[Task objective]: Give the data again exactly as written, without any of its pictures.

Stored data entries
++++++++++

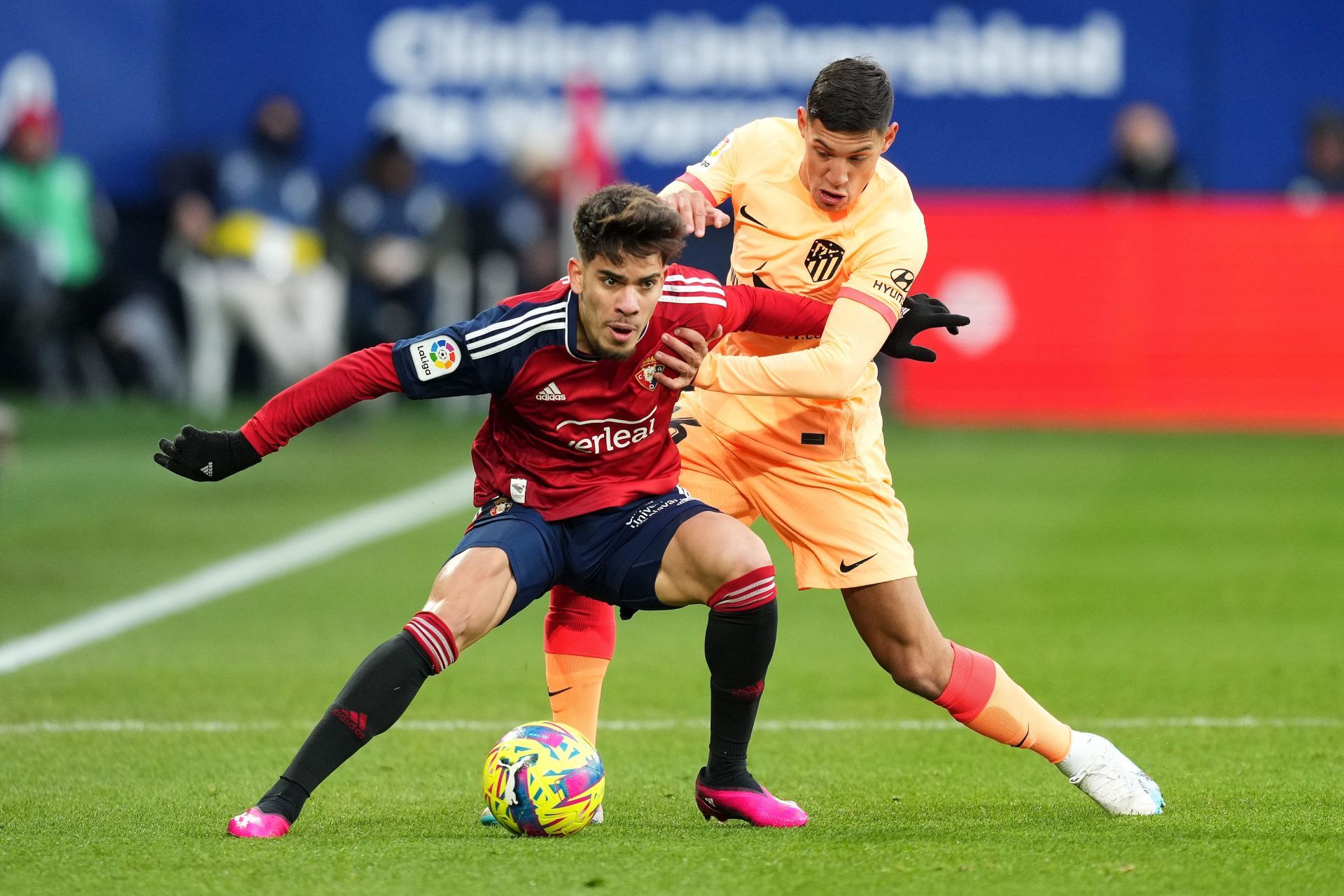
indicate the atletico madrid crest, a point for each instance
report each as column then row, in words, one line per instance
column 644, row 377
column 823, row 260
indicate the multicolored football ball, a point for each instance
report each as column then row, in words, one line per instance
column 543, row 780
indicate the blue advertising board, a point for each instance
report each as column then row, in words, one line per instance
column 1018, row 94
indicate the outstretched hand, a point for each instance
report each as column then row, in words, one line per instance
column 695, row 211
column 920, row 314
column 206, row 457
column 683, row 356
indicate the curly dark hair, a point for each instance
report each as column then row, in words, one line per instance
column 851, row 96
column 628, row 219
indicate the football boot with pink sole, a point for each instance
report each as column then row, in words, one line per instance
column 760, row 809
column 254, row 822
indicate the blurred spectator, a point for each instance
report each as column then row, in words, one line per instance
column 387, row 232
column 258, row 267
column 1323, row 158
column 1147, row 159
column 69, row 326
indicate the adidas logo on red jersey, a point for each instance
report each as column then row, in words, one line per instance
column 550, row 394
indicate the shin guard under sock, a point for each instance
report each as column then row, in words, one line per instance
column 371, row 701
column 738, row 645
column 580, row 637
column 981, row 696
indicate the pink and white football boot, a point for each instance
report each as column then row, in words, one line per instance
column 254, row 822
column 760, row 809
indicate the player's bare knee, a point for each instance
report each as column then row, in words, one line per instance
column 470, row 594
column 911, row 668
column 743, row 555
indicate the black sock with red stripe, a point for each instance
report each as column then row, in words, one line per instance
column 738, row 645
column 370, row 703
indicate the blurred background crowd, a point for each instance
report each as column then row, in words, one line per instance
column 245, row 255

++++++++++

[Result for this exercise]:
indicate the atletico madrid crest, a point for each instance
report each as column then row, in words, one line per instance
column 644, row 377
column 823, row 260
indicate the multicolored football ball, a point for each instance
report each as column then row, in words, one line per instance
column 543, row 780
indicate the blue advertising board, a point for each instance
report each as column then row, in words, one line per instance
column 1018, row 94
indicate the outstretched hand, a point for each instance
report each as column then row, in words, one line per instance
column 695, row 211
column 920, row 314
column 206, row 457
column 683, row 356
indicate the curly dark hair, a point for each instance
report each as column then row, in words, one line per instance
column 851, row 96
column 628, row 219
indicate the football boot with pink sole, a point for each instance
report each as column then row, in words, one line per instance
column 760, row 809
column 254, row 822
indicate the blurred spectator, a point for each instance
report each as column then row, in words, one line per instance
column 387, row 232
column 258, row 267
column 1323, row 158
column 1147, row 159
column 69, row 326
indicate the adidas logo on red jersey, a point for each instance
report each as column then row, in words, one line per instance
column 550, row 394
indicate the shin guard under sock, a point for each instance
report each as column then row, in words, one line per instance
column 371, row 701
column 738, row 645
column 580, row 637
column 981, row 696
indicate the pink and white football boot, a point for each instance
report each as column then row, in words, one line per instance
column 254, row 822
column 760, row 809
indicate the player's bare knee, a point for each instance
report each as column then row, in words, one line per instance
column 470, row 594
column 911, row 668
column 743, row 555
indicate the black sock with red stripe, a point for each instance
report each as column then row, in words, one line per instance
column 738, row 645
column 370, row 703
indicate the blurred background crowd, a point for each instance
report each as column then row, in words, one line per instance
column 245, row 255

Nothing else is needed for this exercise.